▶ **About this task**
The answer must consist of every line in the records that contains the word "blue".

(Source information)

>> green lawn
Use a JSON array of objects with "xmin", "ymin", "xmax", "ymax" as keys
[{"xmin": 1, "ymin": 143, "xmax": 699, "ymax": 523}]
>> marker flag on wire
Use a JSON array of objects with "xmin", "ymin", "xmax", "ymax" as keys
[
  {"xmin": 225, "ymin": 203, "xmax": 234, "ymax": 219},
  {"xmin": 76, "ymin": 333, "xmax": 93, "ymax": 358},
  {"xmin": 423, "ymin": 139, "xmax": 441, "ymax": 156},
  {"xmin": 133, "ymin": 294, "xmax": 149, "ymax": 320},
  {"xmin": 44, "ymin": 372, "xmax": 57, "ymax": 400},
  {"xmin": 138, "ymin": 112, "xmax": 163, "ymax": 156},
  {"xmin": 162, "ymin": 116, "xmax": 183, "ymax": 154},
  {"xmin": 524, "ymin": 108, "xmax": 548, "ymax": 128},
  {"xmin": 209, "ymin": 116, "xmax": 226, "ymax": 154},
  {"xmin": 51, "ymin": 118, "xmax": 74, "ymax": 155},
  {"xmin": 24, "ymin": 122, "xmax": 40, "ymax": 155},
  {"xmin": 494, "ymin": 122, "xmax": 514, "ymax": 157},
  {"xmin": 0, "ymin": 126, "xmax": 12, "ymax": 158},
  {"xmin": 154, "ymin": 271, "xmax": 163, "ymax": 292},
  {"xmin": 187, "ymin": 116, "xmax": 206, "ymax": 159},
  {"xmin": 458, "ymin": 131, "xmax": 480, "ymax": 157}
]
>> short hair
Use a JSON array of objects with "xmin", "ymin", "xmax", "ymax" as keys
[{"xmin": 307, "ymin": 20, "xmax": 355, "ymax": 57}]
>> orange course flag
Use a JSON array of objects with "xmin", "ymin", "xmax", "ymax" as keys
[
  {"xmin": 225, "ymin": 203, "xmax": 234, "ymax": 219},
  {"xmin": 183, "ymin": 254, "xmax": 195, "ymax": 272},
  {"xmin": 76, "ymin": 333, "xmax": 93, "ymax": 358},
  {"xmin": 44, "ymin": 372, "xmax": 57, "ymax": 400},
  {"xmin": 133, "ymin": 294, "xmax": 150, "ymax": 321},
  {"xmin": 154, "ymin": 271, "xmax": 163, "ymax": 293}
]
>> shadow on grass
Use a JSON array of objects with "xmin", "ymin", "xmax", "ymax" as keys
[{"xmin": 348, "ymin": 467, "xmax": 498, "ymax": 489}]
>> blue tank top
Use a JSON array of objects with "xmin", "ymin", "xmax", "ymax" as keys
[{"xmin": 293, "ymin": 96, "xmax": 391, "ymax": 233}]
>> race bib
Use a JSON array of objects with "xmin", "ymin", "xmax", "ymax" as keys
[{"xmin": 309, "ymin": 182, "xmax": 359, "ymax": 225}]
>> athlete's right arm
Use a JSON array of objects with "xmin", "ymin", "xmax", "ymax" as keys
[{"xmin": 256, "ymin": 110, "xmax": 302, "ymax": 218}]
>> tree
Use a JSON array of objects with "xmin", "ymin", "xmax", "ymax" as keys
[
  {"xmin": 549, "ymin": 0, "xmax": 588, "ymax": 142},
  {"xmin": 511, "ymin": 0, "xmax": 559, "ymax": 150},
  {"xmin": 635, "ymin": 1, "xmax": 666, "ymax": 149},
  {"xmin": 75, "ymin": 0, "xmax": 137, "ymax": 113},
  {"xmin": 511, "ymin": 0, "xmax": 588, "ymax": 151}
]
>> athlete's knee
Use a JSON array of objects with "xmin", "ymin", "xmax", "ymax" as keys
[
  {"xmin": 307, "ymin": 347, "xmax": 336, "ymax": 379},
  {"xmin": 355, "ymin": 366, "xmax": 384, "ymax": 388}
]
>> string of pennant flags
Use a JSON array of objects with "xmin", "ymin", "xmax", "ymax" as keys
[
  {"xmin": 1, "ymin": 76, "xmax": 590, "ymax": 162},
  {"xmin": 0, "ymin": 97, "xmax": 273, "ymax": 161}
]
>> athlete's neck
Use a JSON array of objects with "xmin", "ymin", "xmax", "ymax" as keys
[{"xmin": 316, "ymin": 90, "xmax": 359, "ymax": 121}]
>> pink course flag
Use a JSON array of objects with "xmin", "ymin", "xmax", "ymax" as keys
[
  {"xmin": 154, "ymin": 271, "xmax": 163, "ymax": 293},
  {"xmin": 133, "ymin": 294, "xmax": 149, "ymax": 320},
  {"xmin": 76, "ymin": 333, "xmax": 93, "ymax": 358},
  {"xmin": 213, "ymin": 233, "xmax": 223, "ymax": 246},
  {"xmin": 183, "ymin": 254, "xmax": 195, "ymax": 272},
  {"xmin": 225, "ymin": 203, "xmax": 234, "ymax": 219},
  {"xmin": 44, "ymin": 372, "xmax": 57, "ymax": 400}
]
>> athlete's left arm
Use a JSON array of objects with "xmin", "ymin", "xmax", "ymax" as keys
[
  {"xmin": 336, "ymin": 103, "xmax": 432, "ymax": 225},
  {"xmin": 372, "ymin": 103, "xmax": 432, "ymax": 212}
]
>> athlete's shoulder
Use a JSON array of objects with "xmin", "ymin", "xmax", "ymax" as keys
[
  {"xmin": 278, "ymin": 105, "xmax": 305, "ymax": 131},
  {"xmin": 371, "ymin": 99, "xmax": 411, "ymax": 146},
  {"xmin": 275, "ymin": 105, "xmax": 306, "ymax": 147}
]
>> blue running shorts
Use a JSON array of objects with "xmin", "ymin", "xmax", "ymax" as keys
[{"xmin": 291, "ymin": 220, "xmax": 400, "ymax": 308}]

(End Source information)
(Source information)

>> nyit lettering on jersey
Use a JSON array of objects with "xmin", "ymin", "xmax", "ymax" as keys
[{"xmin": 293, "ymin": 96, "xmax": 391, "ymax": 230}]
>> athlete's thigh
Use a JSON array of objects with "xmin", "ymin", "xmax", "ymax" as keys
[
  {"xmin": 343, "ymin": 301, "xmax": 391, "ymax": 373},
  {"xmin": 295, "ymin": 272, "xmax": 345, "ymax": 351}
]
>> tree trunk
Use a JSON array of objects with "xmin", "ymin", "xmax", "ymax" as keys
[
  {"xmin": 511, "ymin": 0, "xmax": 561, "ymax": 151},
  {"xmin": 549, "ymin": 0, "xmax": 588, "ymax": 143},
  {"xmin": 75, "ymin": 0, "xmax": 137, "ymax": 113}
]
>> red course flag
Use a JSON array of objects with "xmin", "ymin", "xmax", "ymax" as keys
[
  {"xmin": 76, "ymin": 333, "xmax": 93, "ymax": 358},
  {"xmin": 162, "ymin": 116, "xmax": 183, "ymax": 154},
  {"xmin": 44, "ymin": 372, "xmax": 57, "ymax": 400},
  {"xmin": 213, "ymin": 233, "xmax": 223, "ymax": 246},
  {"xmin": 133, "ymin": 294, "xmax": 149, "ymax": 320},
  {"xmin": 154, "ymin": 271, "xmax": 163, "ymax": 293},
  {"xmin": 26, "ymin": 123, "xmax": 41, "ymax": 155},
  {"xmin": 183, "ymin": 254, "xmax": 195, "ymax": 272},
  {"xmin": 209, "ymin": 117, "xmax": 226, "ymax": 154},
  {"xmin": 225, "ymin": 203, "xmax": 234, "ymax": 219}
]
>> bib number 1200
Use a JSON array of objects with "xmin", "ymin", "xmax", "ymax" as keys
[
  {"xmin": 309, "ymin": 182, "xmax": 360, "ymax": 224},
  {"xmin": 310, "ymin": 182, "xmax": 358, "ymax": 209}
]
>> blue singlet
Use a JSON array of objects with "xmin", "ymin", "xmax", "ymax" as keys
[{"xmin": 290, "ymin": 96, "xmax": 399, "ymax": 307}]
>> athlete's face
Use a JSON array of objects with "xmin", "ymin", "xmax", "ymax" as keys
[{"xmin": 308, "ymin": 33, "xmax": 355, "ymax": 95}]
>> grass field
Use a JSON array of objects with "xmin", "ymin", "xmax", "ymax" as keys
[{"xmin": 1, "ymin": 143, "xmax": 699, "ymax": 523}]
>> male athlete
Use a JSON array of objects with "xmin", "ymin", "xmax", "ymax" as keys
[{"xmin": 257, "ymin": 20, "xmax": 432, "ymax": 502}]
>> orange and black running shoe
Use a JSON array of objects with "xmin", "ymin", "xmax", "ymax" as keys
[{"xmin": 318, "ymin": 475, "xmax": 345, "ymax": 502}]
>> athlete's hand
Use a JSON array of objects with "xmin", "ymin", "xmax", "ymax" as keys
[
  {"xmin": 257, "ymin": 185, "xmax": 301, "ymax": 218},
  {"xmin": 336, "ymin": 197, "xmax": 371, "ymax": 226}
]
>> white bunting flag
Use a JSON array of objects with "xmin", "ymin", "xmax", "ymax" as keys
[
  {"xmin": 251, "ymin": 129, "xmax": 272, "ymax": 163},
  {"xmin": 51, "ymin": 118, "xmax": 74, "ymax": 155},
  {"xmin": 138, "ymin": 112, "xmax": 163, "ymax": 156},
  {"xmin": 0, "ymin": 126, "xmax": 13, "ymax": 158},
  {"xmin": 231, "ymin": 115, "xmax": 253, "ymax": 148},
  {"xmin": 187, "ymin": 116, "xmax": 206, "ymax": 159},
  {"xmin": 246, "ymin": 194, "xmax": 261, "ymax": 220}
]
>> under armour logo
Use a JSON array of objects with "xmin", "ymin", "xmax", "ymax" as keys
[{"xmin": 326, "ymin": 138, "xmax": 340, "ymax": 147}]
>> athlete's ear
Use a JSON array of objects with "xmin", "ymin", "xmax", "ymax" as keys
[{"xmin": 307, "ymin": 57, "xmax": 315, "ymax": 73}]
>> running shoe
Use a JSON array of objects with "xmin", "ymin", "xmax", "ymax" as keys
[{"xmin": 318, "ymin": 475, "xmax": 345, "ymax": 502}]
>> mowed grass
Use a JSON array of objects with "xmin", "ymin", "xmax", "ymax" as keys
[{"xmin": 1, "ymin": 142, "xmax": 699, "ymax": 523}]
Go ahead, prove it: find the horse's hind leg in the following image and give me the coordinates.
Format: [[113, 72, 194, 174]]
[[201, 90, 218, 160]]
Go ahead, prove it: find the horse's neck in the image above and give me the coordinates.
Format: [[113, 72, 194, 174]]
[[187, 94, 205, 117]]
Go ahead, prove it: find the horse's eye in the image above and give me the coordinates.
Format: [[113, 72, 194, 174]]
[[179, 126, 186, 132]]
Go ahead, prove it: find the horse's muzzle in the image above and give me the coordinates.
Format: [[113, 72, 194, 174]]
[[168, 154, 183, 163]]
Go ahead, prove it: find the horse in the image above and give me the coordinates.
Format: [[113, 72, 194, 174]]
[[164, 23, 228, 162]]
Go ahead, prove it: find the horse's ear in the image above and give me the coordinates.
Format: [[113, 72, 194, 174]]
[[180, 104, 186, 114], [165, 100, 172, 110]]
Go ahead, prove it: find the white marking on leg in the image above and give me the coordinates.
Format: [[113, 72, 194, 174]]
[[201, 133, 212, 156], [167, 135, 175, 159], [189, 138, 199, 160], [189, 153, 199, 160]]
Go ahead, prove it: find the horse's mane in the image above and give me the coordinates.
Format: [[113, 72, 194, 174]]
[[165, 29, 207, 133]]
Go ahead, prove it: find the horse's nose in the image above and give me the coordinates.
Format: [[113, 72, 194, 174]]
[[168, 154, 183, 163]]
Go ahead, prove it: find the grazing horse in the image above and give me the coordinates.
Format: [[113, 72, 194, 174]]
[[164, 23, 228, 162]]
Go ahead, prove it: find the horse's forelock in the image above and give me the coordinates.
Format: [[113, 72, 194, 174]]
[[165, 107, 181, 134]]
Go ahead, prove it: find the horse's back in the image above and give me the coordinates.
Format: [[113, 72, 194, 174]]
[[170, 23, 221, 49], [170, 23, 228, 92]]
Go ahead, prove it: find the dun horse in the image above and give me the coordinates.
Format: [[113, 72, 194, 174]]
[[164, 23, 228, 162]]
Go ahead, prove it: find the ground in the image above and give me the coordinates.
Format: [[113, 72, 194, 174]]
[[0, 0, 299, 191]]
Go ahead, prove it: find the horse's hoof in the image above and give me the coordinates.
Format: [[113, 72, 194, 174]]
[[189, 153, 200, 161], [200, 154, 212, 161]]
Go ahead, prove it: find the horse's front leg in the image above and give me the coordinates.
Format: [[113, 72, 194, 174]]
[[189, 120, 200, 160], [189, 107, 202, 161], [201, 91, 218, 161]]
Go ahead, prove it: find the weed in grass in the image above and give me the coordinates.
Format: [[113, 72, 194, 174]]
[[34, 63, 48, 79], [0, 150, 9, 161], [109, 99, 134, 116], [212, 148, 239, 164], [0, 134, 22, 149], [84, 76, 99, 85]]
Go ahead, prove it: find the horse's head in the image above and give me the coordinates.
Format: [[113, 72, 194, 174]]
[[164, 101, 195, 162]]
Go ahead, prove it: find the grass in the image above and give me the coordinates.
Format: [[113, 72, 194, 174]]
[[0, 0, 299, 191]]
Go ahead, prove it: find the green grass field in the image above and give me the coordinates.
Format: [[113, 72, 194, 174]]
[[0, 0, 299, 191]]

(End Source information)
(Source information)

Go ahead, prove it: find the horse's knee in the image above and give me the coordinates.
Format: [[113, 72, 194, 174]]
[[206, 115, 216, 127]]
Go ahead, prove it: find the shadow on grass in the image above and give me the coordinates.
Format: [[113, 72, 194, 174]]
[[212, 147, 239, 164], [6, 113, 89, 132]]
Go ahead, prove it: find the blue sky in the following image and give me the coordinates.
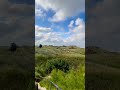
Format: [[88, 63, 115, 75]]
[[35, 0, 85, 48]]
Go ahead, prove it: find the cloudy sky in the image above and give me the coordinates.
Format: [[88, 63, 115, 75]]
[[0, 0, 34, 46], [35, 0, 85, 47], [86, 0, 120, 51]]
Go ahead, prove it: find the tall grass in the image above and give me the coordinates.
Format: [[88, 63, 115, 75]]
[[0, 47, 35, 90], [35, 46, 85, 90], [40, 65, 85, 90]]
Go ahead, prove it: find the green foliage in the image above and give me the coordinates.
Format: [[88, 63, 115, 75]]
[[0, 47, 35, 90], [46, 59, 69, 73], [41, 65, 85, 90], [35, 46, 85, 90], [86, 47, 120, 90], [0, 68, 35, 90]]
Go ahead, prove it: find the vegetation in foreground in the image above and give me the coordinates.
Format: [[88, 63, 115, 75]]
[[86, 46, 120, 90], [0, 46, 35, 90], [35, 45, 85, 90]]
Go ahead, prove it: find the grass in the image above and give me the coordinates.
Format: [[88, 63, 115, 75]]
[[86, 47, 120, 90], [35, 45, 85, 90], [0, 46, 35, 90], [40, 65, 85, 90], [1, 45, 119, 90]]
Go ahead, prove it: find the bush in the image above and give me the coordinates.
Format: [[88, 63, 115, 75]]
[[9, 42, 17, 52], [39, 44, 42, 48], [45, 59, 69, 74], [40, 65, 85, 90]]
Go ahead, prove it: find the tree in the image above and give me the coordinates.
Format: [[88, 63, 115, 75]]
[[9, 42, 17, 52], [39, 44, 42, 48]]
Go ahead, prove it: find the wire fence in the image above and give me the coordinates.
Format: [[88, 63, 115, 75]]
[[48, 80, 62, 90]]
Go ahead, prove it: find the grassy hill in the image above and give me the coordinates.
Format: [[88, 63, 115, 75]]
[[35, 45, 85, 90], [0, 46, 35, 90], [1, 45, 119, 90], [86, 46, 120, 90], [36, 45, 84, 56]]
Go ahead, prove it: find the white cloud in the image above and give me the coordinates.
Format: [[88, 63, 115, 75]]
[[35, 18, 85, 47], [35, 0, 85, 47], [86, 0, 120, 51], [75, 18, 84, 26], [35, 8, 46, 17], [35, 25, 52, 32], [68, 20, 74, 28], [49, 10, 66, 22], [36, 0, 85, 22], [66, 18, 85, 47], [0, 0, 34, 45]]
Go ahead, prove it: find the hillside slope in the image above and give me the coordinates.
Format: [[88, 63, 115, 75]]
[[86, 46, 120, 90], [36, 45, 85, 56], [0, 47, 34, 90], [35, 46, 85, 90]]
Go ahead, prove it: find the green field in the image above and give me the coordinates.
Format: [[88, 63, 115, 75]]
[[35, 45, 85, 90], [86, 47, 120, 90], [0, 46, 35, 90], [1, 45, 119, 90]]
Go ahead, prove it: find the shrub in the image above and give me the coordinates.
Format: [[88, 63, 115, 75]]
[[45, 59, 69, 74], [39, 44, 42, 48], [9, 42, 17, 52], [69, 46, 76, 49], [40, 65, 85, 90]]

(End Source information)

▶ **Answer below**
>> blue tank top
>> blue running shorts
>> blue singlet
Go ahead, prove it: find the blue sky in the following image and give me the coordinates.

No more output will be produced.